Prompt: Every line from the top of the records below through the one containing "Tag any visible wooden panel" must be copied exactly, and the pictures must not be.

⟨

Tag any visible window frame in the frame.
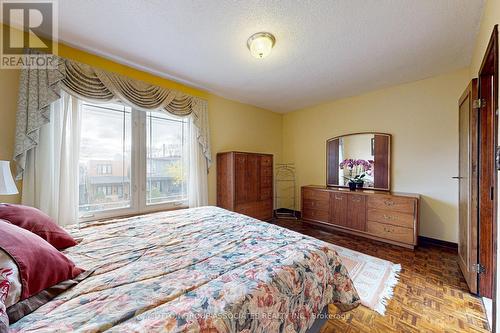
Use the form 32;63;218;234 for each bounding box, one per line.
78;102;188;223
137;110;188;214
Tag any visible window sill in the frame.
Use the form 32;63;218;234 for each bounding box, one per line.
78;204;188;224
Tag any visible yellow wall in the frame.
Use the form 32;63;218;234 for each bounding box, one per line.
207;95;283;204
2;12;496;242
0;33;283;205
282;68;470;242
0;70;22;203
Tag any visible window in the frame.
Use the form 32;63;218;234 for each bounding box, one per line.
78;101;188;219
146;111;188;205
79;103;131;215
96;164;112;175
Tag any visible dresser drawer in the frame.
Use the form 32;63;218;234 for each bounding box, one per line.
303;199;329;212
303;188;330;201
368;196;415;214
366;221;414;244
367;208;414;228
302;208;330;223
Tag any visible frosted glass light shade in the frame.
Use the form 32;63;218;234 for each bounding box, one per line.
0;161;18;195
247;32;276;59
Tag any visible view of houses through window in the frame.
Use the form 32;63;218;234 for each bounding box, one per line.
146;111;188;205
78;102;132;215
78;101;188;217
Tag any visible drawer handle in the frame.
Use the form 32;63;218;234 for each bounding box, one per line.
383;227;394;233
383;214;397;221
335;195;343;200
384;200;395;206
352;197;361;202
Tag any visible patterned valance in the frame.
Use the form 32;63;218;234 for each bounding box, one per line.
13;52;211;179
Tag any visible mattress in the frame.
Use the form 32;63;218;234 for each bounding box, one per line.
11;206;359;332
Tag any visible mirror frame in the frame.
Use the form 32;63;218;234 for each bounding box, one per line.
326;132;392;191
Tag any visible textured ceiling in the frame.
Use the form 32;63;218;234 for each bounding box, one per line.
54;0;484;113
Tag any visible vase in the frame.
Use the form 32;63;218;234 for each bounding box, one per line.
356;181;364;189
348;182;356;191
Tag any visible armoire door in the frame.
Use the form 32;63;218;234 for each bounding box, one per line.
234;153;248;204
260;155;273;200
457;79;478;294
246;154;260;202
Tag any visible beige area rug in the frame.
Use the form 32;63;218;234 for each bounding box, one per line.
331;244;401;315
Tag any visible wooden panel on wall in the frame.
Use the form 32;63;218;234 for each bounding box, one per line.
327;139;339;185
374;135;389;189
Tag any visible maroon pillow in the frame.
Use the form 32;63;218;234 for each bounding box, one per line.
0;220;83;300
0;204;76;249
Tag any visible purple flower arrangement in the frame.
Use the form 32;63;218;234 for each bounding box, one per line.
339;159;374;188
339;159;373;172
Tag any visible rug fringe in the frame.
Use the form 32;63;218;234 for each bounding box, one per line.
373;263;401;316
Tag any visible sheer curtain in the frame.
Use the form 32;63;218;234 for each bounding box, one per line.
22;92;207;224
22;91;81;226
187;114;208;207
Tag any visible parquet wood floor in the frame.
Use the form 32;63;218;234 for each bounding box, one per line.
269;219;490;333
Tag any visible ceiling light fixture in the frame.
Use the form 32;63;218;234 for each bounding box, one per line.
247;32;276;59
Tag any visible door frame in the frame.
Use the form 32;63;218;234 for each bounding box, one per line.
458;78;479;294
477;24;498;329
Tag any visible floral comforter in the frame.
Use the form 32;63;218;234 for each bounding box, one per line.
11;206;359;333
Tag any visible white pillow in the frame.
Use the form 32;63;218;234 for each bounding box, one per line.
0;249;21;307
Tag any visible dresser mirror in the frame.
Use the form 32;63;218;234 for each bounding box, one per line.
326;132;391;191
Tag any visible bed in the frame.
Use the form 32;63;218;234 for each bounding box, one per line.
10;206;360;332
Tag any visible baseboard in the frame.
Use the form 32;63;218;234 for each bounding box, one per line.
273;209;301;218
418;236;458;250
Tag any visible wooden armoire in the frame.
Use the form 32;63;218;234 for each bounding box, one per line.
216;152;273;221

⟩

Solution to the problem:
Tag any visible window frame in the frame.
Use the form 32;63;218;234 for each bounding box, one per line.
78;102;188;223
137;110;188;214
Tag any visible window sill in the frame.
Use the form 32;63;218;234 for each bounding box, one per line.
78;204;188;224
Tag any visible yellow wall in the frame.
Use the form 32;63;218;234 for each bounding box, one per line.
207;95;283;204
2;12;496;242
0;33;283;205
282;68;470;242
0;70;22;203
Tag any visible window in the frame.
Use the form 32;63;218;234 for each bounding box, one per line.
78;101;188;219
146;111;188;205
79;103;131;215
96;164;112;175
Tag any visible dresser drawer in the frame.
Use the form 32;63;218;234 for each bounding box, one per line.
303;199;329;212
303;188;330;201
368;196;415;214
366;221;414;244
367;208;414;228
302;208;330;223
Tag any visible frosted glass light shade in the frame.
Use the form 32;63;218;234 for each bounding box, one per line.
0;161;18;195
247;32;276;59
Tag any visible view of houses through window in the frame.
Use the form 32;63;218;234 for each bounding box, one per line.
146;111;188;205
78;102;132;215
78;101;188;217
Tag any visible drawer handle in the frame.
Use the form 32;63;218;234 for each bounding box, one per line.
383;227;394;233
383;214;397;221
335;195;343;200
384;200;395;206
352;197;361;202
Tag any visible patterned valance in the frame.
Use the form 32;63;218;234 for each bounding box, one per line.
13;52;211;179
Tag any visible mattress in the frame.
Use the form 32;63;218;234 for each bounding box, one per line.
11;206;359;332
Tag any visible mirror frame in the frame.
Use the form 32;63;218;234 for each bounding box, one per line.
326;132;392;191
Tag any visible textured ceiling in the frame.
Use the form 32;63;218;234 for each bounding box, one per line.
54;0;484;113
Tag any visible vase in the frame.
Use the form 32;63;218;234 for each bounding box, one per line.
356;181;364;189
348;182;356;191
Tag any visible armoire door in the frame.
Use the form 32;63;218;234 for each bounding box, one per line.
234;153;248;204
260;155;273;200
457;79;478;294
246;154;260;202
Tag any visible beige area rug in the frame.
Use the form 32;63;218;234 for each bounding box, one per line.
331;244;401;315
Tag any visible wooden panel on wall in the frame.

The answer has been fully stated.